#### [Work request]
What follows is a set of records. Retype them exactly, leaving out the pictures.

#### [The records]
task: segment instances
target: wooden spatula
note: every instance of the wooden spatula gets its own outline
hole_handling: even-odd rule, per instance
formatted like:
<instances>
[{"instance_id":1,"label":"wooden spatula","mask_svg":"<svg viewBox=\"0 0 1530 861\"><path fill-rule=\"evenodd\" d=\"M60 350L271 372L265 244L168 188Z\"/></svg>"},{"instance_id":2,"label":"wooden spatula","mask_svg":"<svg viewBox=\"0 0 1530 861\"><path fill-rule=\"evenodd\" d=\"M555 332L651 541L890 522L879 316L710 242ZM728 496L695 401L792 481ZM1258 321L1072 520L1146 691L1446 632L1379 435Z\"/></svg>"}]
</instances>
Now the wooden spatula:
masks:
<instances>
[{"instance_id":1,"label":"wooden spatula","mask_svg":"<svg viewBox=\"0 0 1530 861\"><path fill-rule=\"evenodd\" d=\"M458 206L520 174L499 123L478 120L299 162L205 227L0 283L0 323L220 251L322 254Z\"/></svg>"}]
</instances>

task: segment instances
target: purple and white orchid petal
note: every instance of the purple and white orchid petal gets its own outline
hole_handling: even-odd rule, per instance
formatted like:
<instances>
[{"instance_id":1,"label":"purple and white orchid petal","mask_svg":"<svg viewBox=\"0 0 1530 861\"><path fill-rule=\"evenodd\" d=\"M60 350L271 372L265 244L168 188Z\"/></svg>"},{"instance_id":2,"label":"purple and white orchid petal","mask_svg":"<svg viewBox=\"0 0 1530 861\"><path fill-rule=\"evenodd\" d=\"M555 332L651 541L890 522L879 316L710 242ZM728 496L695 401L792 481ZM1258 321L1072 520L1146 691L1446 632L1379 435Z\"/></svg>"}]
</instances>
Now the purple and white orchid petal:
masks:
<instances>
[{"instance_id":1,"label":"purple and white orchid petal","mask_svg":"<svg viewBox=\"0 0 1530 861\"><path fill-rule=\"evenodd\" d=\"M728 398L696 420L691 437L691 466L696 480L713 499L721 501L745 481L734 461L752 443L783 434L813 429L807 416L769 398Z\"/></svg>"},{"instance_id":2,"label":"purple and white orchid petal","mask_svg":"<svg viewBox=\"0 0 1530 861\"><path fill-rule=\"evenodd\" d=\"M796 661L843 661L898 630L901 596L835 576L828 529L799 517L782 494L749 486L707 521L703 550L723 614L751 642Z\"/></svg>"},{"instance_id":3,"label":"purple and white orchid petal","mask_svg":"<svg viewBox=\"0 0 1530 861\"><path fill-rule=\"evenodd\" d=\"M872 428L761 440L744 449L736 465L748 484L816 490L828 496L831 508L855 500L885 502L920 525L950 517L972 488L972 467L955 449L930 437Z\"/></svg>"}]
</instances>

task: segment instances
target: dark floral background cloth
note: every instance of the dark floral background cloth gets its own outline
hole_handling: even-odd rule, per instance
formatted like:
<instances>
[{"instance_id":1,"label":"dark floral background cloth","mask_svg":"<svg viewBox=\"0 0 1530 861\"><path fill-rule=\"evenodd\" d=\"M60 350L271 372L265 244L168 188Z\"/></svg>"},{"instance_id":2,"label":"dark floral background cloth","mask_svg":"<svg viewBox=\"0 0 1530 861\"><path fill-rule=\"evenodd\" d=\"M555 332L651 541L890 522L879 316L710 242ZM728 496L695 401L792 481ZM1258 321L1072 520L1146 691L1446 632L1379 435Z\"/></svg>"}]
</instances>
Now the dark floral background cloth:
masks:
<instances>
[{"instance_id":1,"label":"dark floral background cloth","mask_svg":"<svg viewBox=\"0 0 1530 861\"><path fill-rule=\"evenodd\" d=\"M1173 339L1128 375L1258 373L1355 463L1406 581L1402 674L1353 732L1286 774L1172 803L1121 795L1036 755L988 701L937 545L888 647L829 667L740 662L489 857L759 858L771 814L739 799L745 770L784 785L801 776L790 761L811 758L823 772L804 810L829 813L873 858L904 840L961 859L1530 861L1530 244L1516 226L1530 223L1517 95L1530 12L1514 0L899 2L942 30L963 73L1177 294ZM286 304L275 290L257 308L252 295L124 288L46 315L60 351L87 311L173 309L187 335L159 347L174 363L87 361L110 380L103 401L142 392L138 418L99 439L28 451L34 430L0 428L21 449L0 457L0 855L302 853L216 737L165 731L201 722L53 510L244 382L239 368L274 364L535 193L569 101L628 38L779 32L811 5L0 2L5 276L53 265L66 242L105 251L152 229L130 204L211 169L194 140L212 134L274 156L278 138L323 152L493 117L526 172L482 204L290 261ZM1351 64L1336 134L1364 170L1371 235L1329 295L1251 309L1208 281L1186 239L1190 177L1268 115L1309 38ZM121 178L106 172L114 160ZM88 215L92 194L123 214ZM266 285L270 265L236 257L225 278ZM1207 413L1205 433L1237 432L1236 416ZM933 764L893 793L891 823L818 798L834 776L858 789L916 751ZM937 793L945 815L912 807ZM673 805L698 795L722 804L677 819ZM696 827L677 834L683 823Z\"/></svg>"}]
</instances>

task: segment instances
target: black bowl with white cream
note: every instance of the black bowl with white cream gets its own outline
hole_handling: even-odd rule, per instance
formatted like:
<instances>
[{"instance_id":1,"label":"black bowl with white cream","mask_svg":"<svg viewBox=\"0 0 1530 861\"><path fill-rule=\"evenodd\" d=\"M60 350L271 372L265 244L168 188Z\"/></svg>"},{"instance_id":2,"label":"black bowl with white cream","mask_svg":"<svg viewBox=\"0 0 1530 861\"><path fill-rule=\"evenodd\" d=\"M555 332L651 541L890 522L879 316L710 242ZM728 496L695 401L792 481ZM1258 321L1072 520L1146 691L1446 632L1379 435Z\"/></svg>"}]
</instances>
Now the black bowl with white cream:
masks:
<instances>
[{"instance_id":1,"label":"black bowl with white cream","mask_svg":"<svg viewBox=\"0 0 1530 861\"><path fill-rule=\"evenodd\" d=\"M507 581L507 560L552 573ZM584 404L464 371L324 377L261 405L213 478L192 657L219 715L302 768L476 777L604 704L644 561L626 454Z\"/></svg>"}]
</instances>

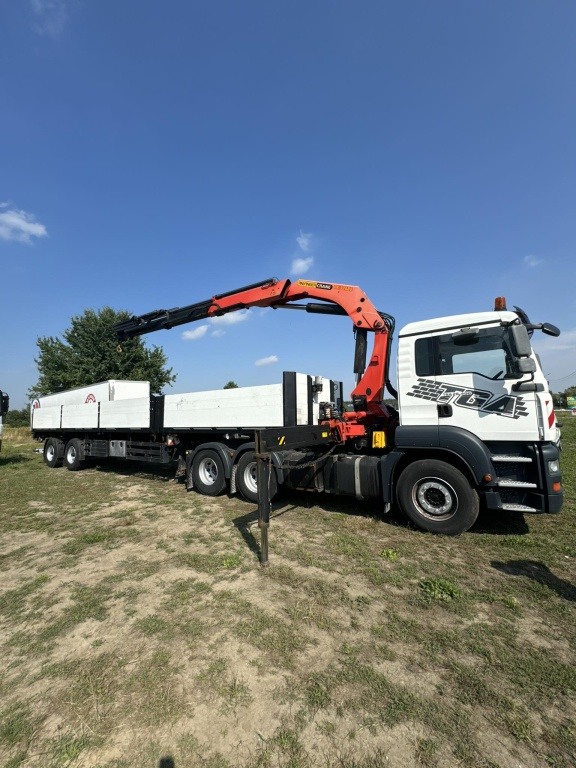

#### [Task response]
task: segment instances
target: wooden spatula
note: every instance of the wooden spatula gets its own outline
hole_handling: even-odd rule, per instance
formatted like:
<instances>
[{"instance_id":1,"label":"wooden spatula","mask_svg":"<svg viewBox=\"0 0 1530 861\"><path fill-rule=\"evenodd\" d=\"M60 350L271 372L265 244L168 188Z\"/></svg>"},{"instance_id":2,"label":"wooden spatula","mask_svg":"<svg viewBox=\"0 0 1530 861\"><path fill-rule=\"evenodd\" d=\"M555 332L651 541L890 522L879 316L710 242ZM728 496L695 401L792 481ZM1258 321L1072 520L1146 691L1446 632L1379 435Z\"/></svg>"}]
</instances>
Now the wooden spatula:
masks:
<instances>
[{"instance_id":1,"label":"wooden spatula","mask_svg":"<svg viewBox=\"0 0 1530 861\"><path fill-rule=\"evenodd\" d=\"M458 206L520 174L499 123L478 120L299 162L205 227L0 283L0 323L220 251L322 254Z\"/></svg>"}]
</instances>

task: segment instances
target: purple and white orchid petal
note: every instance of the purple and white orchid petal gets its own outline
hole_handling: even-odd rule, per instance
formatted like:
<instances>
[{"instance_id":1,"label":"purple and white orchid petal","mask_svg":"<svg viewBox=\"0 0 1530 861\"><path fill-rule=\"evenodd\" d=\"M60 350L271 372L265 244L168 188Z\"/></svg>"},{"instance_id":2,"label":"purple and white orchid petal","mask_svg":"<svg viewBox=\"0 0 1530 861\"><path fill-rule=\"evenodd\" d=\"M555 332L651 541L890 522L879 316L710 242ZM728 496L695 401L792 481ZM1258 321L1072 520L1146 691L1446 632L1379 435Z\"/></svg>"}]
</instances>
Now the purple and white orchid petal:
masks:
<instances>
[{"instance_id":1,"label":"purple and white orchid petal","mask_svg":"<svg viewBox=\"0 0 1530 861\"><path fill-rule=\"evenodd\" d=\"M728 398L696 420L691 437L691 466L696 480L713 499L721 501L745 481L734 461L752 443L783 434L813 429L807 416L769 398Z\"/></svg>"},{"instance_id":2,"label":"purple and white orchid petal","mask_svg":"<svg viewBox=\"0 0 1530 861\"><path fill-rule=\"evenodd\" d=\"M796 661L843 661L898 630L901 596L835 576L828 529L799 517L782 494L749 486L707 521L703 550L723 614L751 642Z\"/></svg>"},{"instance_id":3,"label":"purple and white orchid petal","mask_svg":"<svg viewBox=\"0 0 1530 861\"><path fill-rule=\"evenodd\" d=\"M872 428L761 440L744 449L736 465L748 484L816 490L828 496L831 508L855 500L885 502L920 525L950 517L972 488L972 467L955 449L930 437Z\"/></svg>"}]
</instances>

task: segment instances
target: dark floral background cloth
note: every instance of the dark floral background cloth gets its own outline
hole_handling: even-odd rule, per instance
formatted like:
<instances>
[{"instance_id":1,"label":"dark floral background cloth","mask_svg":"<svg viewBox=\"0 0 1530 861\"><path fill-rule=\"evenodd\" d=\"M60 350L271 372L265 244L168 188Z\"/></svg>"},{"instance_id":2,"label":"dark floral background cloth","mask_svg":"<svg viewBox=\"0 0 1530 861\"><path fill-rule=\"evenodd\" d=\"M555 332L651 541L890 522L879 316L710 242ZM728 496L695 401L792 481ZM1258 321L1072 520L1146 691L1446 632L1379 435Z\"/></svg>"}]
</instances>
Now the dark floral background cloth:
masks:
<instances>
[{"instance_id":1,"label":"dark floral background cloth","mask_svg":"<svg viewBox=\"0 0 1530 861\"><path fill-rule=\"evenodd\" d=\"M1173 339L1128 375L1258 373L1355 463L1406 581L1402 674L1353 732L1286 774L1172 803L1121 795L1036 755L988 701L937 545L888 647L829 667L740 662L489 857L759 858L771 814L739 799L745 770L784 785L801 776L790 761L811 758L823 772L804 810L829 813L873 858L904 840L961 859L1530 861L1530 244L1516 226L1530 223L1517 95L1530 12L1514 0L899 2L942 30L963 73L1177 294ZM286 304L275 290L257 308L252 295L124 288L46 315L60 351L87 311L173 309L187 335L159 347L174 363L87 361L110 380L103 401L142 392L138 418L99 439L28 451L34 430L0 428L21 449L0 457L0 855L302 853L216 737L165 731L201 722L53 510L244 382L239 368L274 364L535 193L569 101L628 38L779 32L811 5L0 2L5 276L53 265L66 242L105 251L152 229L130 204L211 169L194 140L212 134L274 156L278 138L323 152L493 117L526 172L482 204L290 261ZM1351 64L1336 134L1364 170L1371 235L1329 295L1251 309L1208 281L1186 239L1190 177L1268 115L1309 38ZM121 178L106 172L114 160ZM88 215L92 194L123 214ZM266 285L270 265L236 257L225 278ZM1207 413L1205 433L1237 432L1236 416ZM933 764L893 793L891 823L818 798L834 776L858 789L916 751ZM937 793L945 815L912 807ZM673 805L698 795L722 804L677 819ZM696 827L677 834L683 823Z\"/></svg>"}]
</instances>

task: segment instances
target: black bowl with white cream
note: every instance of the black bowl with white cream gets its own outline
hole_handling: even-odd rule, per instance
formatted like:
<instances>
[{"instance_id":1,"label":"black bowl with white cream","mask_svg":"<svg viewBox=\"0 0 1530 861\"><path fill-rule=\"evenodd\" d=\"M60 350L271 372L265 244L168 188Z\"/></svg>"},{"instance_id":2,"label":"black bowl with white cream","mask_svg":"<svg viewBox=\"0 0 1530 861\"><path fill-rule=\"evenodd\" d=\"M555 332L651 541L890 522L879 316L710 242ZM728 496L695 401L792 481ZM1258 321L1072 520L1146 691L1446 632L1379 435Z\"/></svg>"}]
</instances>
Now the black bowl with white cream:
masks:
<instances>
[{"instance_id":1,"label":"black bowl with white cream","mask_svg":"<svg viewBox=\"0 0 1530 861\"><path fill-rule=\"evenodd\" d=\"M507 581L507 560L552 573ZM584 404L464 371L324 377L261 405L213 478L192 657L219 715L302 768L476 777L604 704L644 561L626 454Z\"/></svg>"}]
</instances>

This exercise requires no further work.